EXERCISE DESCRIPTION: Will you write out the data exactly, excluding every picture?

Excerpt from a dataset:
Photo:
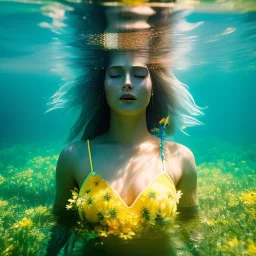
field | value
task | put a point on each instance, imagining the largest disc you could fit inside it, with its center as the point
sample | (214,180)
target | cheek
(109,90)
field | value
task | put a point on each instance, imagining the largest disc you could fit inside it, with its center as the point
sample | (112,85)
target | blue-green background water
(220,74)
(217,61)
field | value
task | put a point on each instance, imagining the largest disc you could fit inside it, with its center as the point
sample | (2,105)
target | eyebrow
(142,67)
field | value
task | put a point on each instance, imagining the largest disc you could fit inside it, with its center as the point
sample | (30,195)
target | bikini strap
(90,155)
(163,157)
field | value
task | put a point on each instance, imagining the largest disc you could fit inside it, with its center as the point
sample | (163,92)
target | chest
(128,171)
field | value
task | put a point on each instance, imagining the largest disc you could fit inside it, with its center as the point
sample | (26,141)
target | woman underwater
(122,185)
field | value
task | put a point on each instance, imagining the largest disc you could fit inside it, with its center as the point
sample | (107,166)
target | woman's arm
(65,182)
(188,207)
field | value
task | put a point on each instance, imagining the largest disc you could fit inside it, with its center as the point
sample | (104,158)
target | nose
(127,82)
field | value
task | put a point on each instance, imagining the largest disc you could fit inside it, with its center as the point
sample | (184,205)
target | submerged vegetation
(226,191)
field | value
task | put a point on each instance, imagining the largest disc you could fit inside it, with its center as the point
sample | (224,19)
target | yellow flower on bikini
(164,120)
(178,196)
(249,198)
(134,2)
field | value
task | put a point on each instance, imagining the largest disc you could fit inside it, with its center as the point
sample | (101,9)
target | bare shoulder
(184,155)
(187,182)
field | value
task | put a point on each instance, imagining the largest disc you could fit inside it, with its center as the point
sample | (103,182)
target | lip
(128,96)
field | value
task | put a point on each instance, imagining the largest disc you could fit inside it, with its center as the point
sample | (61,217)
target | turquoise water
(214,56)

RESULT OF THE TASK:
Photo:
field | value
task | put a point on each instance, imagining the largest disc you could fit inside it, with its center as the point
sample | (214,180)
target | cheek
(109,90)
field | value
task | put a point on each instance, imagining the largest disc you could fit inside it, with its center as the point
sample | (112,85)
target | blue-green background water
(220,74)
(217,61)
field | value
task | put a point on each instance, imagining the largest disc you could fit inside it, with its center as the point
sample | (2,105)
target | eyebrow
(142,67)
field | value
task | put a point on each instance, imagining the largest disc you could fit inside it, with its center as the point
sample | (30,195)
target | bikini strap
(90,155)
(163,157)
field | value
task | put a point on each instance, imagining the largest disc you could fit inside it, with its center as the point
sample | (163,92)
target | chest
(128,171)
field | value
task | put a point on each instance, imagining the largest disc you could fit inside it, with its center as the point
sample | (26,141)
target | woman underwater
(122,185)
field | value
task | put a point on each instance, imagining the largest disc you could fit inside it, with its center as the point
sample | (107,166)
target | woman's arm
(65,182)
(188,207)
field | value
task | put a point on each instance, imagining the largest disc you could fit inside it, with its center as the point
sample | (104,158)
target | nose
(127,82)
field | value
task | put a point on each instance, imagining the largest disc you could fit inside it, with its center as the point
sample | (184,205)
target | submerged vegetation
(226,191)
field | value
task | put a point on each instance, imagining the largest disc you could fit inside it, with its center as the point
sample | (224,19)
target | yellow flower on bikini
(164,120)
(178,196)
(249,198)
(134,2)
field | value
task | put a point on each instance, imagining the largest disc you could fit inside it, with its center as the point
sample | (101,9)
target | bare shoulder
(184,155)
(187,182)
field | value
task | put a point on each instance, imagining the largest disc you could fit inside it, with its center as the point
sample | (103,182)
target | lip
(128,96)
field | value
task | put a point on each instance, imagining the largest disc you could fit inside it, with its center as the point
sample | (61,217)
target | turquoise water
(214,56)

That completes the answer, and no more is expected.